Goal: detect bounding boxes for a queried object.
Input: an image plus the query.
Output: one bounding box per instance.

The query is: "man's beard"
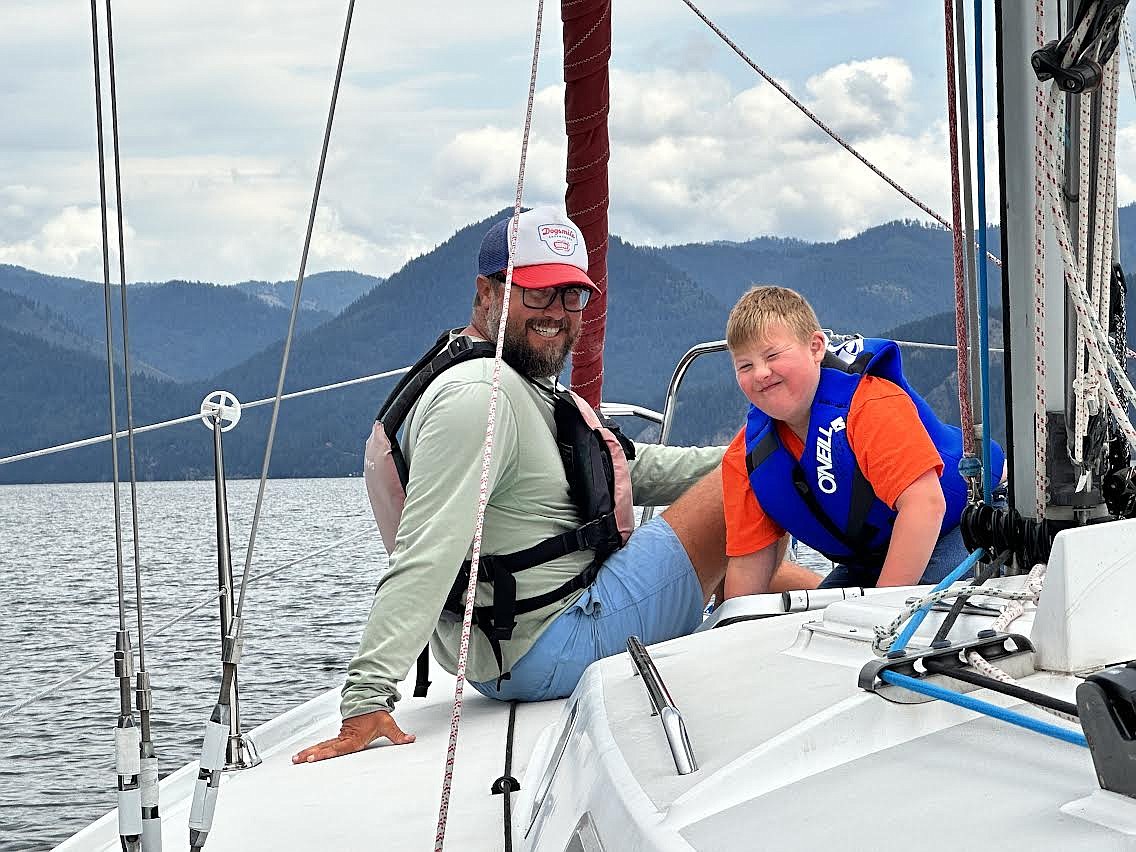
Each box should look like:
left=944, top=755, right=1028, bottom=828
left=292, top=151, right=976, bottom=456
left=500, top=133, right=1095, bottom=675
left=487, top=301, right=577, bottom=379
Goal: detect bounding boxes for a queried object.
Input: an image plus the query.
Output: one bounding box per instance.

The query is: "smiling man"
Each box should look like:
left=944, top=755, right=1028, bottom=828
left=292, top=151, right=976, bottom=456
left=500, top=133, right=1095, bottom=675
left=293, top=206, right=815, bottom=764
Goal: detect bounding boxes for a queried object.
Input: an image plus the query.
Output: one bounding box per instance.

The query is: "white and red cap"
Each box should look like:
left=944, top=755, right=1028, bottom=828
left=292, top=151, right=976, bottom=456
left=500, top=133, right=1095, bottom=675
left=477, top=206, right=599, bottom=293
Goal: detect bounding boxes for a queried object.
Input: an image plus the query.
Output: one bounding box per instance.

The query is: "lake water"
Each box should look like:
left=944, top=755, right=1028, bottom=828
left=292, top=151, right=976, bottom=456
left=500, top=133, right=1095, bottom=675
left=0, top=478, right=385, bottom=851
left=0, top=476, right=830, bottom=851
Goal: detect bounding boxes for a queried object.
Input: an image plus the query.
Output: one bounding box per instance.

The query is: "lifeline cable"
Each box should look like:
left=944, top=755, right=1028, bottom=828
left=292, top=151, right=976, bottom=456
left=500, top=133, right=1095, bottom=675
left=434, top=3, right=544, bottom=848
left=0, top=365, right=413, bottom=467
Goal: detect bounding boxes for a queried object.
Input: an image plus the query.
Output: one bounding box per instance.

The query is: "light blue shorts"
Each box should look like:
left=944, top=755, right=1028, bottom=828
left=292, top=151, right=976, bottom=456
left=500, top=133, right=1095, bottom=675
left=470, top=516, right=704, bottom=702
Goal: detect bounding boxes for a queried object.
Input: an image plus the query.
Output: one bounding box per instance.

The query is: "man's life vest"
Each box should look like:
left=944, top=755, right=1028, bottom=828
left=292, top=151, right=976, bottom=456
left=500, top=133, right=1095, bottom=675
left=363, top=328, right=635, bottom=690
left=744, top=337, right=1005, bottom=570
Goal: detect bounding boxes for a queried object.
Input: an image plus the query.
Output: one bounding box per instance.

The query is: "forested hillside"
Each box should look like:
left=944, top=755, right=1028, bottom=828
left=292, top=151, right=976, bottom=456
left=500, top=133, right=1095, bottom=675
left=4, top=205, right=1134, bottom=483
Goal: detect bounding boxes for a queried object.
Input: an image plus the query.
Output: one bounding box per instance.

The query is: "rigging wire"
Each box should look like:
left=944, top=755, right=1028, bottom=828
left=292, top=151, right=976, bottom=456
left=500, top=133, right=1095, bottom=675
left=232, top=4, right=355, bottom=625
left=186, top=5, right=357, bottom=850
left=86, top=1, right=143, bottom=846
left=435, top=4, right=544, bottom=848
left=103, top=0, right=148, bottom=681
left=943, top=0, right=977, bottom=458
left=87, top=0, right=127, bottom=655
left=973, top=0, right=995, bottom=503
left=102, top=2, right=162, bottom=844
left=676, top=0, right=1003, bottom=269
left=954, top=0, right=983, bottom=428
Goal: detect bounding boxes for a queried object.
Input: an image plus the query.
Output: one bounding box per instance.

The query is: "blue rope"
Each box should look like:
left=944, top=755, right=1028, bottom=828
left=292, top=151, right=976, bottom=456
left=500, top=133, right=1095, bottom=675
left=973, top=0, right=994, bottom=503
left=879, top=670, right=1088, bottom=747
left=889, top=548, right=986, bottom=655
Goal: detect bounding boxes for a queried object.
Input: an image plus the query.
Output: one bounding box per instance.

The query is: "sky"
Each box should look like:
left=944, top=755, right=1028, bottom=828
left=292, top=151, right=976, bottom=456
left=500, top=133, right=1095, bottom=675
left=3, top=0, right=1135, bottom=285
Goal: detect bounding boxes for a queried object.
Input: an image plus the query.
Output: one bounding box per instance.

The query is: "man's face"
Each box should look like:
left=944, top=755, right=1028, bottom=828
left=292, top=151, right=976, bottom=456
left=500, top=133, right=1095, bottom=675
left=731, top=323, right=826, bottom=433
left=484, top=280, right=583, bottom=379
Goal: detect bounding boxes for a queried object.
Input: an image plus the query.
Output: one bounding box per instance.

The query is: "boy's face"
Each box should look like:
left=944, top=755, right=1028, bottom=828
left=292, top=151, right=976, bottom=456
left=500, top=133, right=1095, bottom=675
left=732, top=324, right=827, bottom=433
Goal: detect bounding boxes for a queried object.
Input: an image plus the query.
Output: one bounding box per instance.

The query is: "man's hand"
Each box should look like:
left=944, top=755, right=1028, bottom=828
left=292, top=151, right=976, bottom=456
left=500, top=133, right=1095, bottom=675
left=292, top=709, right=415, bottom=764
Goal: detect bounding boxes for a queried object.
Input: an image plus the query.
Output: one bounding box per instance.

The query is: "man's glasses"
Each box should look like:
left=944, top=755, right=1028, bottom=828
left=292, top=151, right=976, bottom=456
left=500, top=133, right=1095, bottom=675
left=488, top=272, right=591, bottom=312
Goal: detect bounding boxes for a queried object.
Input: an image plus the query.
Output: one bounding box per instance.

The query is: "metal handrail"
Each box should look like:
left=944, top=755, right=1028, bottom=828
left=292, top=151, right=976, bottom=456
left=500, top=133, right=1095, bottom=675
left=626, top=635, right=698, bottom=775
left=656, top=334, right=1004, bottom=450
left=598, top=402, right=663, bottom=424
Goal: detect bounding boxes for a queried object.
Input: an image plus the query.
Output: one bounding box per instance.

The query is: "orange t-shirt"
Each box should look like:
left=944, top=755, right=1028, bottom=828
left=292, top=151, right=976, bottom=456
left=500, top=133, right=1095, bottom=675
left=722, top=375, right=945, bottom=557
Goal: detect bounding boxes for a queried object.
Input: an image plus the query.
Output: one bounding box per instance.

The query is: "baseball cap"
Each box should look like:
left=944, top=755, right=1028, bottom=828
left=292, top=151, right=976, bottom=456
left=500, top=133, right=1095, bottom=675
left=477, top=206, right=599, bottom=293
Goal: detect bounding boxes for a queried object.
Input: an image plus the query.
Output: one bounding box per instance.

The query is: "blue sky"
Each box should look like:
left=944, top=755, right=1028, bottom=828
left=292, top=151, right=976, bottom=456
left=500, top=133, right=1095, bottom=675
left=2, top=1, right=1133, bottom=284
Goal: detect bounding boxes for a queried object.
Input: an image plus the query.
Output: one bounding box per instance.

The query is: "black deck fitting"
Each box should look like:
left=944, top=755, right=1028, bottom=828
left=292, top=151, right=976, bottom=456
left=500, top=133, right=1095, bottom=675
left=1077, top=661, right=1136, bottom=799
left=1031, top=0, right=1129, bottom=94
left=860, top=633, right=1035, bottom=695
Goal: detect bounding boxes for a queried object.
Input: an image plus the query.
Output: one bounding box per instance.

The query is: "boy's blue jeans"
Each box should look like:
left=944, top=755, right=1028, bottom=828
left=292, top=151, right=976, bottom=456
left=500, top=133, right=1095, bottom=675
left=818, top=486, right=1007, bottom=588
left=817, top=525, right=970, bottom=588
━━━
* _Your goal_:
The entries are to be copied exactly, and each image is to be omitted.

* _Written response_:
Goal: detect bounding boxes for a queried object.
Input: an image plus the query.
Output: one bounding box per instance.

The query is: "man's beard"
Each box should look like:
left=944, top=755, right=1028, bottom=828
left=292, top=151, right=976, bottom=456
left=500, top=133, right=1095, bottom=675
left=487, top=301, right=577, bottom=379
Goal: detect bounding boxes for a queried object.
Input: an image plus the query.
Output: one bounding box per instance.

The query is: "smiling man"
Each box should look like:
left=944, top=755, right=1028, bottom=828
left=292, top=151, right=976, bottom=456
left=500, top=133, right=1095, bottom=675
left=293, top=206, right=815, bottom=764
Goal: detect bounding boxes for a queried object.
Input: an image plus the query.
Output: one bounding box per instance.

The query is: "white and red cap"
Each box should look like:
left=944, top=755, right=1028, bottom=828
left=292, top=151, right=976, bottom=456
left=500, top=133, right=1095, bottom=675
left=477, top=206, right=599, bottom=293
Goal: detect bounding boxes for a queried object.
Input: an image plus the query.
Output: one bounding box per instance.

The query is: "lake water"
Each box should look like:
left=944, top=755, right=1028, bottom=828
left=292, top=151, right=976, bottom=456
left=500, top=133, right=1095, bottom=675
left=0, top=478, right=385, bottom=851
left=0, top=476, right=830, bottom=851
Goal: detect bounding boxes for a queried object.
Input: an image plus the query.
Output: one bounding box per instance.

The query is: "lifeline cable"
Each box should look like:
left=944, top=755, right=1028, bottom=828
left=292, top=151, right=976, bottom=456
left=500, top=133, right=1095, bottom=675
left=434, top=3, right=544, bottom=848
left=0, top=365, right=413, bottom=467
Goal: detect bounding boxes for a queried object.
Input: an image plus the query.
Output: one bounding box per instance.

The query is: "light blue shorts"
Each box should look like:
left=944, top=755, right=1028, bottom=828
left=292, top=151, right=976, bottom=456
left=500, top=133, right=1095, bottom=675
left=470, top=516, right=704, bottom=702
Goal: detect bounding boxes for a queried object.
Input: an image plus the query.
Output: one bounding box per instance.

The query is: "man's life vest"
Each box should look like:
left=944, top=755, right=1028, bottom=828
left=292, top=151, right=976, bottom=456
left=500, top=133, right=1095, bottom=675
left=363, top=328, right=635, bottom=690
left=744, top=337, right=1005, bottom=570
Goal: detect bounding boxes for a queried object.
Input: an image plus the query.
Output: one bounding box per instance.

The query is: "forested hillside"
Each box should look like:
left=944, top=755, right=1028, bottom=828
left=292, top=151, right=976, bottom=456
left=500, top=133, right=1095, bottom=675
left=4, top=205, right=1134, bottom=483
Goal: detect bounding boxes for a queried object.
Input: an image plus the query.
Output: one bounding box per instance.

The query is: "rigging wire"
Each box should look like:
left=944, top=755, right=1028, bottom=828
left=292, top=151, right=976, bottom=456
left=500, top=133, right=1095, bottom=675
left=232, top=4, right=355, bottom=625
left=186, top=5, right=357, bottom=850
left=86, top=1, right=143, bottom=846
left=435, top=4, right=544, bottom=848
left=103, top=0, right=148, bottom=681
left=943, top=0, right=977, bottom=458
left=87, top=0, right=127, bottom=655
left=973, top=0, right=995, bottom=503
left=102, top=2, right=162, bottom=844
left=676, top=0, right=1003, bottom=269
left=954, top=0, right=983, bottom=428
Goal: detect bounding boxes for a queried object.
Input: an image plus the query.
Output: one bounding box per instance.

The query is: "blue rope"
Each box should look like:
left=944, top=755, right=1028, bottom=828
left=292, top=151, right=976, bottom=456
left=500, top=133, right=1095, bottom=675
left=973, top=0, right=994, bottom=503
left=879, top=670, right=1088, bottom=747
left=889, top=548, right=986, bottom=655
Goal: detect bounding boxes for a queried object.
Input: an image plus the query.
Output: one bounding box per instance.

The query is: "sky"
Each box should look like:
left=944, top=755, right=1028, bottom=828
left=292, top=151, right=976, bottom=456
left=500, top=133, right=1095, bottom=675
left=3, top=0, right=1135, bottom=285
Goal: detect bounding boxes for a queried object.
Input: an image plus the query.
Output: one bounding box per instance.

The query is: "man's face"
Each box should look like:
left=944, top=755, right=1028, bottom=828
left=292, top=151, right=976, bottom=456
left=500, top=133, right=1095, bottom=675
left=731, top=323, right=826, bottom=433
left=484, top=280, right=583, bottom=379
Goal: detect bounding boxes for a queried object.
Input: an image plus the query.
Output: one bounding box per instance.

The query is: "boy's face"
Each box should look like:
left=944, top=755, right=1028, bottom=828
left=292, top=151, right=976, bottom=456
left=500, top=133, right=1095, bottom=675
left=732, top=324, right=827, bottom=433
Goal: detect bounding boxes for a queried object.
Input: an image plus the query.
Output: one bounding box per instance.

The query is: "man's hand"
Each box should look like:
left=944, top=755, right=1028, bottom=828
left=292, top=151, right=976, bottom=456
left=500, top=133, right=1095, bottom=675
left=292, top=709, right=415, bottom=764
Goal: detect bounding boxes for a queried object.
Input: an image plus the query.
Output: one bounding box per instance.

The query is: "man's glasses"
Each box should look like:
left=944, top=755, right=1028, bottom=828
left=292, top=151, right=976, bottom=456
left=500, top=133, right=1095, bottom=675
left=488, top=272, right=591, bottom=312
Goal: detect bounding boxes for a queried object.
Input: an image plus the query.
Output: one bounding box per instance.

The query is: "metal handrail"
Each box should look like:
left=944, top=755, right=1028, bottom=828
left=292, top=151, right=976, bottom=456
left=500, top=133, right=1095, bottom=675
left=626, top=635, right=698, bottom=775
left=656, top=334, right=1004, bottom=450
left=598, top=402, right=663, bottom=424
Goal: detect bounding boxes for a queried object.
Input: an image plus the query.
Output: one bounding box per instance.

The query is: "orange t-shirt"
Each box should look like:
left=944, top=755, right=1028, bottom=828
left=292, top=151, right=976, bottom=456
left=500, top=133, right=1095, bottom=675
left=722, top=375, right=945, bottom=557
Goal: detect bounding boxes for a queried object.
Input: an image plus the query.
Output: one bounding box per instance.

The query is: "baseball cap"
Each box should look like:
left=944, top=755, right=1028, bottom=828
left=292, top=151, right=976, bottom=456
left=500, top=133, right=1095, bottom=675
left=477, top=206, right=599, bottom=293
Goal: detect bounding boxes for a queried object.
Input: an image plus the query.
Output: one bounding box per instance.

The query is: "blue sky"
Each box should look like:
left=944, top=755, right=1028, bottom=828
left=292, top=151, right=976, bottom=456
left=500, top=133, right=1095, bottom=675
left=2, top=1, right=1133, bottom=284
Goal: detect bounding boxes for a queried object.
Input: an image plus the query.
Output: one bounding box per instance.

The query is: "black deck fitting"
Each box should look like:
left=944, top=755, right=1028, bottom=828
left=292, top=151, right=976, bottom=456
left=500, top=133, right=1095, bottom=675
left=1077, top=661, right=1136, bottom=799
left=1031, top=0, right=1129, bottom=94
left=860, top=633, right=1035, bottom=695
Goal: detect bounding boxes for a queried object.
Input: an image plus the query.
Output: one bounding box per instance.

The query is: "boy's blue jeans"
Each box should look like:
left=944, top=755, right=1028, bottom=828
left=292, top=151, right=976, bottom=456
left=500, top=133, right=1095, bottom=675
left=818, top=486, right=1007, bottom=588
left=817, top=525, right=970, bottom=588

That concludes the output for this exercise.